**Exercise brief:**
Scan the data below for the string "nose". Show every line where it turns up.

**Stored records:**
○ ○ ○

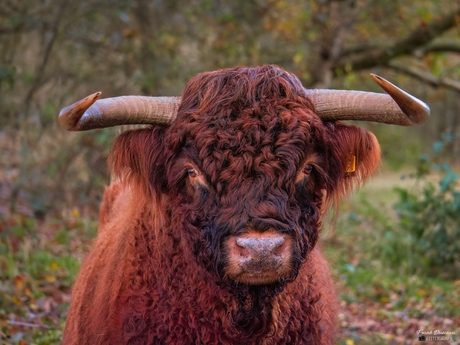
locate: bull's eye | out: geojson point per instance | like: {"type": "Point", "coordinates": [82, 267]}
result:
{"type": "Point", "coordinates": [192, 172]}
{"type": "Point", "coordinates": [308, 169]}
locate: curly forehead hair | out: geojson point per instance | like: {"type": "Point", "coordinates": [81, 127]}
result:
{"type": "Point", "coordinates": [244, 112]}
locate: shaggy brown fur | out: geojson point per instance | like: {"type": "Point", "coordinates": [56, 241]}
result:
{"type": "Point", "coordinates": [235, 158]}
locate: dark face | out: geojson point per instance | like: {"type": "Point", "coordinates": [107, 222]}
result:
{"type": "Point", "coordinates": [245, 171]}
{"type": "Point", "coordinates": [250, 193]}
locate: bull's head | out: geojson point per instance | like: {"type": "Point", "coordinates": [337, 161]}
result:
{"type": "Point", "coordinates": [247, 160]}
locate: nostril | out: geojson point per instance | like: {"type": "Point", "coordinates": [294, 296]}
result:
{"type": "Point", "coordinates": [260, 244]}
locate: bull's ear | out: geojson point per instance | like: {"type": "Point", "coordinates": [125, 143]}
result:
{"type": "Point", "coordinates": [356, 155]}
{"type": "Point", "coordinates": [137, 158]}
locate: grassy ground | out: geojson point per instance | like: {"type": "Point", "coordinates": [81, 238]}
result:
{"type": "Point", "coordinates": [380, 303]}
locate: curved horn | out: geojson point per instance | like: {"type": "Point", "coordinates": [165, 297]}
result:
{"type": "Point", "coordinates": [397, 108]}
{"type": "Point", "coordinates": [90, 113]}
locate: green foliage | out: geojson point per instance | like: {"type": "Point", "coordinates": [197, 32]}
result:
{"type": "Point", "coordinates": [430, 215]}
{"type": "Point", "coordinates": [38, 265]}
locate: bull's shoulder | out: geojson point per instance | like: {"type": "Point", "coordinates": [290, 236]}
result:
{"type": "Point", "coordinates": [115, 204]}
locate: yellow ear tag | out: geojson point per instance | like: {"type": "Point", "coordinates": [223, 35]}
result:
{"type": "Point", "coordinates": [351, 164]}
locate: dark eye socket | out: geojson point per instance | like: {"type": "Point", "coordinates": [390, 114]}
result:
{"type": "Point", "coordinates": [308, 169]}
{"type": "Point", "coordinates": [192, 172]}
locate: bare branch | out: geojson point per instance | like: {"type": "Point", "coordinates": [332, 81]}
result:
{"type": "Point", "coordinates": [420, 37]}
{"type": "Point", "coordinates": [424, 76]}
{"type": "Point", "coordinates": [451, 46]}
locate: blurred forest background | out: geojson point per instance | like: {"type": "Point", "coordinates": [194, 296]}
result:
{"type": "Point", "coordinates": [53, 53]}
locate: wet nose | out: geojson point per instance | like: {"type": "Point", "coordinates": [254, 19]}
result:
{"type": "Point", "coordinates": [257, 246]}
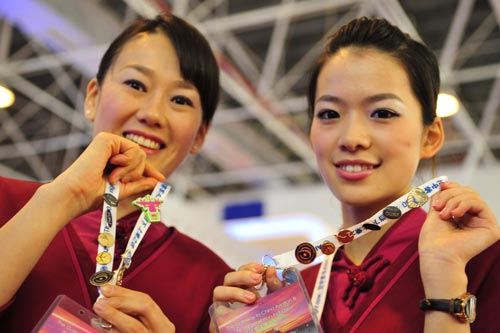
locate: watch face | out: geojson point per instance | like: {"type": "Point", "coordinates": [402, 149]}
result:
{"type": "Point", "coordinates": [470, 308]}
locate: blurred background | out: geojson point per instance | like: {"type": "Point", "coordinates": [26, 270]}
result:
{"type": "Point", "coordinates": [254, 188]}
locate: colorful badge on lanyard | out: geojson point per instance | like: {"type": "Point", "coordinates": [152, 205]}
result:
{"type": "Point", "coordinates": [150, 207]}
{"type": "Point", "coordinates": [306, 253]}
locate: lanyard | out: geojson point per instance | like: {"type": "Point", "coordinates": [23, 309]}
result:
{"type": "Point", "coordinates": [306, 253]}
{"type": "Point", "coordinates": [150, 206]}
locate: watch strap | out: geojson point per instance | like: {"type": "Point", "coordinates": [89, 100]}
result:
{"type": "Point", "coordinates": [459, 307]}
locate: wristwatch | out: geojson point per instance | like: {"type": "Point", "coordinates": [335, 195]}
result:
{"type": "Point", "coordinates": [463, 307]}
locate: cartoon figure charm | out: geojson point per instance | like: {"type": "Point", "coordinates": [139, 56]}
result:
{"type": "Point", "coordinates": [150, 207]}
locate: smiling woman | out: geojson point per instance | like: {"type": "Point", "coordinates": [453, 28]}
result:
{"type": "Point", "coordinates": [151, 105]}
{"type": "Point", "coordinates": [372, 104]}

○ ○ ○

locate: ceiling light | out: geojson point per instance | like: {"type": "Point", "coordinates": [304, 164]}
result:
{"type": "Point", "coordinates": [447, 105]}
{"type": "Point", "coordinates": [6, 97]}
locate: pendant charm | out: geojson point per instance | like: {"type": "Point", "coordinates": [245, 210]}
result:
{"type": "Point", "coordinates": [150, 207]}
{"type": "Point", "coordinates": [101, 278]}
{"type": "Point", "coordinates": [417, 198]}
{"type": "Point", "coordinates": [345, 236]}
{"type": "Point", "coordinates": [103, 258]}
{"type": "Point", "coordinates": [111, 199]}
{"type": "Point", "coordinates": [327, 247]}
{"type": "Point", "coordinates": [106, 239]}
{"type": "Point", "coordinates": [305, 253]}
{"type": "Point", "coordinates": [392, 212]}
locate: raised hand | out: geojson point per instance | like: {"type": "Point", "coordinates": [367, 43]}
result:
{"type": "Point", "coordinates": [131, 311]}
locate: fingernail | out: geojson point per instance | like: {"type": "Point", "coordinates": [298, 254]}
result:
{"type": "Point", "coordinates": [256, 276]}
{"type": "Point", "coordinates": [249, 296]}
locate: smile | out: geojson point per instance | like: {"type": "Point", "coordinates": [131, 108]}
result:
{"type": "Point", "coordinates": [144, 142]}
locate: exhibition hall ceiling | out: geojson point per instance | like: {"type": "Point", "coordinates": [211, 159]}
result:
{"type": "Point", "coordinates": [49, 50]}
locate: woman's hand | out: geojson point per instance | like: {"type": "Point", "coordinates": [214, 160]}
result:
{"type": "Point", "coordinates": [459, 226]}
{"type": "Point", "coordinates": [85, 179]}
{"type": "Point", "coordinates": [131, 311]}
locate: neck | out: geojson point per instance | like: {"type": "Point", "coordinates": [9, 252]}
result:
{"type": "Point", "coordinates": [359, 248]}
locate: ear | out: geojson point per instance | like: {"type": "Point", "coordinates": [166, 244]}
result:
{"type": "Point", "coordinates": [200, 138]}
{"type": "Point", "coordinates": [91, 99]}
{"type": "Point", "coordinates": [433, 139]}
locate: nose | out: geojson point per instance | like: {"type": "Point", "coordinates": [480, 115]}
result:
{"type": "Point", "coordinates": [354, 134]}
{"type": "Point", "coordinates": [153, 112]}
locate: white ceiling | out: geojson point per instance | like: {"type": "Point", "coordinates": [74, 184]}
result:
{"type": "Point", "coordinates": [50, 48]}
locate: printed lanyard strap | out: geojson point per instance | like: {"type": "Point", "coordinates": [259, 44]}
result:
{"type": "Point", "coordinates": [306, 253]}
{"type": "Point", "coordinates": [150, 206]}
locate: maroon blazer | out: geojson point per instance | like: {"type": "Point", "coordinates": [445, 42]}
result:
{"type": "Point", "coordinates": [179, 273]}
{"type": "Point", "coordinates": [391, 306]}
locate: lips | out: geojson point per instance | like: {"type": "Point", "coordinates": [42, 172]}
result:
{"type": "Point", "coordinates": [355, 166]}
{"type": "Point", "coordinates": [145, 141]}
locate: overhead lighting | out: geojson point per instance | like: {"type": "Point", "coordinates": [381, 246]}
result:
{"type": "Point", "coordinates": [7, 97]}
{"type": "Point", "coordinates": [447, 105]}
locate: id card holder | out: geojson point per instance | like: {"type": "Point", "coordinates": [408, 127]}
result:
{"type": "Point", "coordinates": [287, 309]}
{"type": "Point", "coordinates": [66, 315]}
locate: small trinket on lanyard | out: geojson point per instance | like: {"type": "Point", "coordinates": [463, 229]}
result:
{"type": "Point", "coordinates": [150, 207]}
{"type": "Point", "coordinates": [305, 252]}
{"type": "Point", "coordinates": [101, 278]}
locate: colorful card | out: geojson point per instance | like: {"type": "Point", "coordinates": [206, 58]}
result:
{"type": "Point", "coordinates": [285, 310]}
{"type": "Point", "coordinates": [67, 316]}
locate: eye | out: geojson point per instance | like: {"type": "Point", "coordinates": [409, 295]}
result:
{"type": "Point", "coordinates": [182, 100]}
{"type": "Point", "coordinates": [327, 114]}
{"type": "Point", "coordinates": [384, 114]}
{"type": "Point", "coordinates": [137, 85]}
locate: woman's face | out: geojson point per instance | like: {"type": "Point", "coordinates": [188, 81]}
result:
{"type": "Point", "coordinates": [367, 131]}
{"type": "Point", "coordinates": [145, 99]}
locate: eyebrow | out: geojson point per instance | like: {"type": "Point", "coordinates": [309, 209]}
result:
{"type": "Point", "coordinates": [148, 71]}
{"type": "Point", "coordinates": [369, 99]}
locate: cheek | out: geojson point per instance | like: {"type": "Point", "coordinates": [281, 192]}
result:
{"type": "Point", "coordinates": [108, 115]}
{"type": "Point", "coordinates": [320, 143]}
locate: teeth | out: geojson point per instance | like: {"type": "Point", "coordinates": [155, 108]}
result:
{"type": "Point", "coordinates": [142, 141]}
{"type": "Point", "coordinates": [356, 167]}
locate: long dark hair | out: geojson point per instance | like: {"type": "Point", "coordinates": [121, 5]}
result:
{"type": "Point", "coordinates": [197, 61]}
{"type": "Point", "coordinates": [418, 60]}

○ ○ ○

**Answer below:**
locate: wet nose | out: geojson point per instance | like: {"type": "Point", "coordinates": [254, 19]}
locate: nose | out: geojson point per instance | like: {"type": "Point", "coordinates": [480, 115]}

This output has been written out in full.